**Your task**
Rewrite the material below as a numbered list, one line per item, skipping any blank lines and leaving out the pictures.

**Raw records**
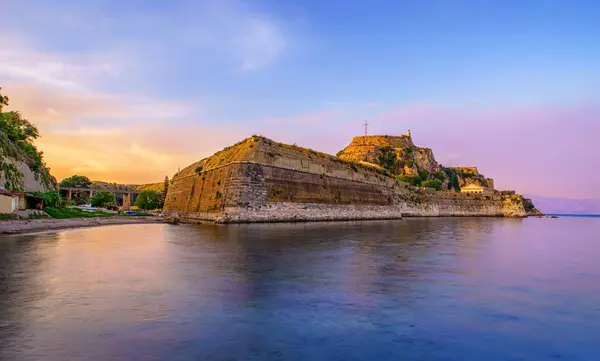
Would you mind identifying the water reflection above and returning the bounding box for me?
[0,218,600,360]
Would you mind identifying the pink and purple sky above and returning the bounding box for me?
[0,0,600,199]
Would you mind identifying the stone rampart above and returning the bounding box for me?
[165,158,525,223]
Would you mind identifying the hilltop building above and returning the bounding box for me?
[460,184,494,194]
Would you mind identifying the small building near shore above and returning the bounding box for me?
[0,189,19,213]
[460,184,494,194]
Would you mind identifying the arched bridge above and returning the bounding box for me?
[59,186,140,210]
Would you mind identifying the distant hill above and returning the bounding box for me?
[525,196,600,214]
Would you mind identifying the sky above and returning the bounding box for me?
[0,0,600,199]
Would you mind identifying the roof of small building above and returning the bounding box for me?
[0,189,19,197]
[460,183,487,189]
[0,188,42,199]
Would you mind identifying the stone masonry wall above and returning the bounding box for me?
[165,162,526,223]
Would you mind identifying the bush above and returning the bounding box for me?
[398,175,423,186]
[92,191,117,208]
[135,190,164,210]
[421,180,442,191]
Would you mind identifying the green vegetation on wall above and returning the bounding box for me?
[0,88,56,190]
[422,179,442,191]
[397,175,423,186]
[442,167,460,192]
[377,145,397,172]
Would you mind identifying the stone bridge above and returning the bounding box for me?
[59,186,140,210]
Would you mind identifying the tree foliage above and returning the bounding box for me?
[398,175,423,186]
[91,191,117,208]
[60,175,92,188]
[162,175,169,201]
[35,190,67,207]
[0,88,49,176]
[135,189,164,210]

**Output of the exercise**
1. Would you mind identifying the water reflection above and returning the bounding box for me?
2. [0,218,600,360]
3. Would you mind identifying the pink and purple sky above and returning the bounding box for me?
4. [0,0,600,199]
5. Would you mind identifying the stone rampart above and returning the bounding box for me?
6. [165,158,525,223]
7. Would you mind identifying the hilltop building above and returning the bounding box for me?
8. [460,184,494,194]
9. Would you mind identifying the small building near shore above and returning the bounding box for me?
10. [0,189,19,213]
11. [460,184,494,194]
12. Would you mind identifying the arched bridge above and returning the bounding box for me?
13. [59,186,140,210]
14. Would you mind identifying the distant hill above and returning the bounding box for me?
15. [525,196,600,214]
16. Would you mind identifying the sky above and returning the bounding box for me?
17. [0,0,600,199]
18. Would you mind identifying the roof of small building above and returning the bounding box for me?
19. [0,189,19,197]
20. [460,183,487,189]
21. [0,188,42,199]
22. Would you mind identifying the stone masonry wall above and returning the bounding box for me?
23. [165,162,526,223]
24. Would you mind identifying the bush above and returning the bounding box for me?
25. [398,175,423,186]
26. [92,191,117,208]
27. [135,190,164,210]
28. [421,180,442,191]
29. Would you mind identifying the green vegetation on wall above and returning the bounding box for me?
30. [0,88,56,190]
31. [422,179,442,191]
32. [397,175,423,186]
33. [442,167,460,192]
34. [377,145,397,172]
35. Would you mind identifying the stone bridge above and returning the bounding box for me?
36. [59,186,140,210]
37. Would you mind identifying the tree foliage above and returning the bounding box for me?
38. [398,175,423,186]
39. [91,191,117,208]
40. [60,175,92,188]
41. [162,175,169,201]
42. [35,190,67,207]
43. [0,88,49,176]
44. [135,189,164,210]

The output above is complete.